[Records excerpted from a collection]
[Start of section]

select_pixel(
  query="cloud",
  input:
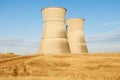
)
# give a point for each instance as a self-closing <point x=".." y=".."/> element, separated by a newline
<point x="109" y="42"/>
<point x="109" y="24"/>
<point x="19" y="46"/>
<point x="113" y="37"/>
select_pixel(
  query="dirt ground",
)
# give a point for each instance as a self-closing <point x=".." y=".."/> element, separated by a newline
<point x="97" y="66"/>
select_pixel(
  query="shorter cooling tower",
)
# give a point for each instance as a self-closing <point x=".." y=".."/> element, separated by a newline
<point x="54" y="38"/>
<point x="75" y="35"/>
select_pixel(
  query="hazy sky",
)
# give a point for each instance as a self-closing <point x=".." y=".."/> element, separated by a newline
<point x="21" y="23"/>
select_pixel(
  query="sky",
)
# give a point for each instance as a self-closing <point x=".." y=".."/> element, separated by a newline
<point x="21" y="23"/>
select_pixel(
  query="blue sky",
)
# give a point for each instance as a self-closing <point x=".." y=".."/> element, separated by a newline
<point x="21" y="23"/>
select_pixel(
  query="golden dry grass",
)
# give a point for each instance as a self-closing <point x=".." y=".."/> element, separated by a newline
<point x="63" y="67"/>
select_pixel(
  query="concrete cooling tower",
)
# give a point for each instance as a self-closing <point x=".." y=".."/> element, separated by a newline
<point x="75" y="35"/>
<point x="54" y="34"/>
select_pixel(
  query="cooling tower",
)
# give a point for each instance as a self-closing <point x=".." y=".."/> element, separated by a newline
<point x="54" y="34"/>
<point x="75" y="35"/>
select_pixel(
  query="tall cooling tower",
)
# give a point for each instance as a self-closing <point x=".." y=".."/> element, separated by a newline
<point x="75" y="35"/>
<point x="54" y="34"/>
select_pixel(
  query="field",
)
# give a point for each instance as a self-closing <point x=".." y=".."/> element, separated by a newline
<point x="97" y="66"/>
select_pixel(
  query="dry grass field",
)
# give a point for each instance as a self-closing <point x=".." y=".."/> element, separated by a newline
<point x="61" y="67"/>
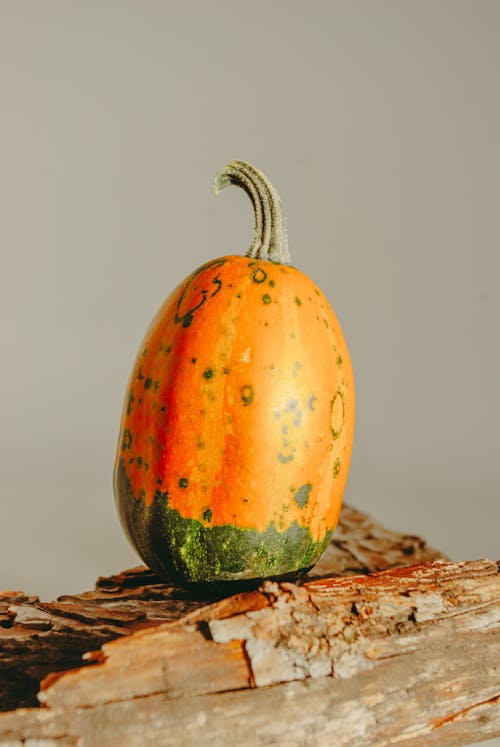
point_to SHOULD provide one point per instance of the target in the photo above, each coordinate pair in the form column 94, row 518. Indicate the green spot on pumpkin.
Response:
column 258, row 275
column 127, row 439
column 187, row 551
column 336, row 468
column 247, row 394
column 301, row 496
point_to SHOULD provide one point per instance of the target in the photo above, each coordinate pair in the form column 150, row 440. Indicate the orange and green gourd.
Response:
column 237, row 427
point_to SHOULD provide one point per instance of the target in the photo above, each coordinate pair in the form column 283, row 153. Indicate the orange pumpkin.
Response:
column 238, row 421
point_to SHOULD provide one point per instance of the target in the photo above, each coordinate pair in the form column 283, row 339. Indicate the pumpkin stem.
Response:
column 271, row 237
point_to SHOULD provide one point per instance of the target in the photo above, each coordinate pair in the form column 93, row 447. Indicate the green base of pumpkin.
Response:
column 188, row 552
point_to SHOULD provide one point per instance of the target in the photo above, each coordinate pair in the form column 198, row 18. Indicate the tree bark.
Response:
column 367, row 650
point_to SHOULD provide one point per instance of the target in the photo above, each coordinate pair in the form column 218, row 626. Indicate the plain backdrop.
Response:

[End of section]
[Start of section]

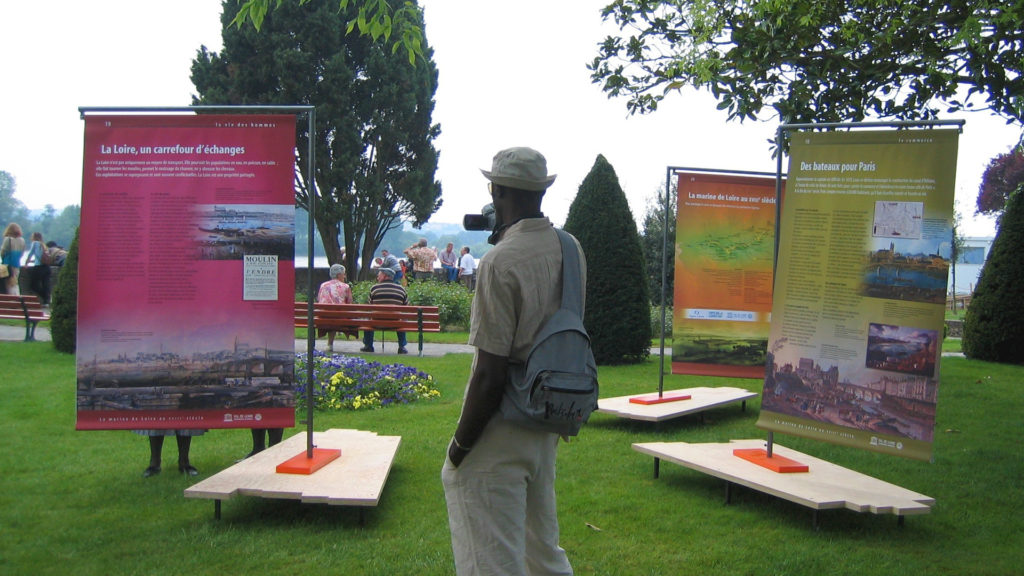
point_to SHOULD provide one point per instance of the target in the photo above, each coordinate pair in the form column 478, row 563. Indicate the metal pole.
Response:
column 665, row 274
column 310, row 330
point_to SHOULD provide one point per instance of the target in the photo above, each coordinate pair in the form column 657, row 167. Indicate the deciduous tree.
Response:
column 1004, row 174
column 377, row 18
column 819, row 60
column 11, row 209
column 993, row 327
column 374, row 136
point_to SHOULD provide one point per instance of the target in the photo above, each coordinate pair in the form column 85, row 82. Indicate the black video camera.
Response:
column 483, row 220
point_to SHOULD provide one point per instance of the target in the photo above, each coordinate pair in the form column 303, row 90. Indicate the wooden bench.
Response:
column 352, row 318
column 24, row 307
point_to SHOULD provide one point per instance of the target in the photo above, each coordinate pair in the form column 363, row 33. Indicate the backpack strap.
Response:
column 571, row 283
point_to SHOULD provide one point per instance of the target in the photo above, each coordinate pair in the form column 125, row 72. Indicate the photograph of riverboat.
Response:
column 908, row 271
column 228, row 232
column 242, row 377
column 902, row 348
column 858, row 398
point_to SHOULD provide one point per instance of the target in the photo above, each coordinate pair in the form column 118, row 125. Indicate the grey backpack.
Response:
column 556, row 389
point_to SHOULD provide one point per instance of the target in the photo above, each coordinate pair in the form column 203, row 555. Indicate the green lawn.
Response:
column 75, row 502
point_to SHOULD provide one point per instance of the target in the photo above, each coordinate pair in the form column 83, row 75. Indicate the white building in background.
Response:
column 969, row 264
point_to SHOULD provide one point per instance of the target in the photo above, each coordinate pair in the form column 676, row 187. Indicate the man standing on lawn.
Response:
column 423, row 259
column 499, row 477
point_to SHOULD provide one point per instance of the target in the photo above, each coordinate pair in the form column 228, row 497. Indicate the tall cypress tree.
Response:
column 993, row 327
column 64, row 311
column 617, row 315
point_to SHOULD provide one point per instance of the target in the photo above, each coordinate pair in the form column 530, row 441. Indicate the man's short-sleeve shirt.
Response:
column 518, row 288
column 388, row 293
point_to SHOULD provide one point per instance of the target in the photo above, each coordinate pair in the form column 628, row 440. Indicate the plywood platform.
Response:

[End of section]

■ **DIRECTIONS**
What lines above hold the word "cooling"? List them all.

■ **RESPONSE**
  query="shorter cooling tower",
  query="concrete cooling tower",
  query="cooling tower",
  query="tall cooling tower",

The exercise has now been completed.